→ Exercise goal:
The data needs to be returned in full, exactly as it reads.

→ Data records:

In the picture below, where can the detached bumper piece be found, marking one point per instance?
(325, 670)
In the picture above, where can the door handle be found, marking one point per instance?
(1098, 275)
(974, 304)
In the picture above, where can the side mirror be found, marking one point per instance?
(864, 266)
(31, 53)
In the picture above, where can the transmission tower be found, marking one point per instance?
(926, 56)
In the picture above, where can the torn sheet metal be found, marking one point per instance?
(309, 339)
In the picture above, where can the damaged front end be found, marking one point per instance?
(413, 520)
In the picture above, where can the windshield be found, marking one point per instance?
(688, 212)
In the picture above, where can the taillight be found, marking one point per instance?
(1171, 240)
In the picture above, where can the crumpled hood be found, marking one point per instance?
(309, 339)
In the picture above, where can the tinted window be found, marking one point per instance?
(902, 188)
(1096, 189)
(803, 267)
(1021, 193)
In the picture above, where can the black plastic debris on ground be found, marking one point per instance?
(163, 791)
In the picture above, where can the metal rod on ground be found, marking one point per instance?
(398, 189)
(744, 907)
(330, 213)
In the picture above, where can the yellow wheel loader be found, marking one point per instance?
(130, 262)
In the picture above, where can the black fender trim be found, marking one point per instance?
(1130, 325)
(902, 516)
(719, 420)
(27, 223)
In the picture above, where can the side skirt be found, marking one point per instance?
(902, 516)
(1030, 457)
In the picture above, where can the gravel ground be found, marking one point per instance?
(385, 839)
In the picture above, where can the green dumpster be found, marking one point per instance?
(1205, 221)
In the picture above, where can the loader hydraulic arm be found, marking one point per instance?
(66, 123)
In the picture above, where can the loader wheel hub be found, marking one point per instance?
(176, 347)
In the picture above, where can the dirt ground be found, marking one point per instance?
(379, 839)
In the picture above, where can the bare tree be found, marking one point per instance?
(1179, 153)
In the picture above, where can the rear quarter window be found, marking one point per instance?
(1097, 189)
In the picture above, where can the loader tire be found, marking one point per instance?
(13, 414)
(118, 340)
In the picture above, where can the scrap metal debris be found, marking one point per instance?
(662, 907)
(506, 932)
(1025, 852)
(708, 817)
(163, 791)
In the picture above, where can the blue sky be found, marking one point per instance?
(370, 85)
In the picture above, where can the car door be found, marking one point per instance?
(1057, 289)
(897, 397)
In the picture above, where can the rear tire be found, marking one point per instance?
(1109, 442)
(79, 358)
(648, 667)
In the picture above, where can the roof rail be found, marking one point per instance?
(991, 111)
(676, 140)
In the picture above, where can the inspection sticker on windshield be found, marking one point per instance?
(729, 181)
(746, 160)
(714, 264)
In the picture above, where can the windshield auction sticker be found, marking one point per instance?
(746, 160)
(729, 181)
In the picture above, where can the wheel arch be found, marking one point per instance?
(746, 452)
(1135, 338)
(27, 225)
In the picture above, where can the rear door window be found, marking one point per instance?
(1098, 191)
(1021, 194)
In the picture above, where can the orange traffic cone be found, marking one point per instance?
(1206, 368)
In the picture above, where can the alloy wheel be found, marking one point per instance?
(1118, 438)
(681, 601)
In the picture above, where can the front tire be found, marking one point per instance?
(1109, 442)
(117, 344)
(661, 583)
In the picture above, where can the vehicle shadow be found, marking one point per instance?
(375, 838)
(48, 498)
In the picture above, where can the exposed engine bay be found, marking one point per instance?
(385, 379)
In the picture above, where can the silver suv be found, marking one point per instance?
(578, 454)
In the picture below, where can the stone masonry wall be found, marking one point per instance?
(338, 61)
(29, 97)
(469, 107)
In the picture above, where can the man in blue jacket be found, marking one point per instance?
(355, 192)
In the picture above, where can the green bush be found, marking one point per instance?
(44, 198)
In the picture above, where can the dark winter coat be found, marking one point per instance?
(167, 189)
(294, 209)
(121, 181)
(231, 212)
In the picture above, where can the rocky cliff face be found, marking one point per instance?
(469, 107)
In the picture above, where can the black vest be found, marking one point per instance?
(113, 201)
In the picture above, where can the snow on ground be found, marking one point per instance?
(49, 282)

→ Task solution:
In the picture below, where can the detached bumper piece be found, marking one point per instance?
(325, 670)
In the picture above, where can the door handle be found, marking one point per instance?
(1098, 275)
(974, 304)
In the picture above, where can the side mirror be found, marking one point per instance?
(864, 266)
(31, 53)
In the picture above, where can the transmission tower be found, marking one point per instance?
(926, 56)
In the picture above, where can the torn sheet metal be found, marking one point per instance?
(309, 339)
In the picture above, where can the damaged front end be found, marking one point per instance?
(413, 520)
In the picture above, where can the windshield be found, marking one point per instance?
(688, 212)
In the picture above, where can the taillight be found, marking one point per instance?
(1171, 240)
In the picture above, where can the crumpled hood be found, marking one point per instance?
(309, 339)
In the picture above, where can the tinted window be found, marking one point per instance?
(902, 188)
(1096, 189)
(803, 267)
(1021, 193)
In the picture above, where can the black plastic debris on ground be found, marking one point per instance?
(163, 791)
In the picture above, where can the metal rod on ground be found, marking one point per instance?
(398, 189)
(744, 907)
(330, 213)
In the picture above, where can the yellow wheel loader be found, marking one point per instance?
(130, 262)
In the picture above, where can the black fender trim be found, marking one point per instance?
(1130, 325)
(902, 516)
(719, 420)
(27, 223)
In the picture above, where can the side skirt be found, marking one point per instance?
(902, 516)
(1030, 457)
In the picture above, where can the gravel ground be found, marking one point per instance?
(385, 839)
In the picture above, where can the green dumpster be found, marking one point per instance?
(1205, 221)
In the picture above, where can the loader hydraulic arm be found, marking one point per instance?
(66, 123)
In the picture above, where can the loader wheel hub be found, marking one point per instance?
(176, 347)
In the picture above, where can the dirt ground be found, marking one point per instance?
(379, 839)
In the picture above, where can the bare tree be found, marking one point per instance?
(1179, 153)
In the picture above, where can the rear quarter window be found, marking one point per instance?
(1097, 189)
In the picture above, where can the loader tire be found, marking one point per instance?
(13, 414)
(118, 340)
In the picture above, where can the scrap metal debris be found, marking one point per instance?
(662, 907)
(506, 932)
(1025, 852)
(708, 817)
(163, 791)
In the picture above, where can the blue sky be found, marking one point per instance?
(370, 85)
In the picture above, where can the car door be found, marking one point per instance?
(1057, 289)
(897, 397)
In the picture above, where can the rear tire be found, marking one point per instance?
(1109, 442)
(79, 358)
(648, 667)
In the picture above, where can the roof rail be found, marking one point per instance?
(991, 111)
(676, 140)
In the picture above, where can the inspection sticker on windshield be found, marking one point per instance?
(729, 181)
(746, 160)
(714, 264)
In the picture above, where can the windshield auction sticker be found, marking one point per instance?
(746, 160)
(729, 181)
In the picture above, where can the wheel arch be found, marking one point per instance?
(746, 452)
(1135, 338)
(27, 225)
In the picture above, where can the rear door window be found, marking one point per instance?
(1098, 191)
(1021, 194)
In the picture above, where can the orange traffic cone be found, marking one point per instance?
(1206, 368)
In the picture above, where can the alloy wheel be found, marking one point per instance?
(1118, 438)
(681, 601)
In the picture above, where can the front tire be found, marking one point per instance?
(1109, 442)
(117, 344)
(661, 583)
In the picture above, where can the vehicle shadow be found, marking one point per instance?
(375, 838)
(48, 498)
In the picture above, where can the exposed engine bay be found, marking one point per instance?
(385, 379)
In the picture above, where can the silver suv be found, marking one point per instance?
(578, 454)
In the picture below, where can the stone masonry wall be found, marking one point per instance?
(338, 61)
(29, 97)
(469, 107)
In the picture above, where can the man in blue jacket be found, marking one point per instance?
(355, 192)
In the picture above, where can the green bush be found, marking one point per instance?
(44, 198)
In the picture above, where can the dark winter coat be found, marking one point per instance?
(167, 189)
(294, 209)
(121, 181)
(231, 212)
In the picture above, where can the rocky cliff face be found, marking one point per instance?
(469, 107)
In the picture above, where can the black vest be found, marking one point per instance?
(113, 201)
In the picture above, where can the snow on ground be found, marking one point per instance?
(49, 282)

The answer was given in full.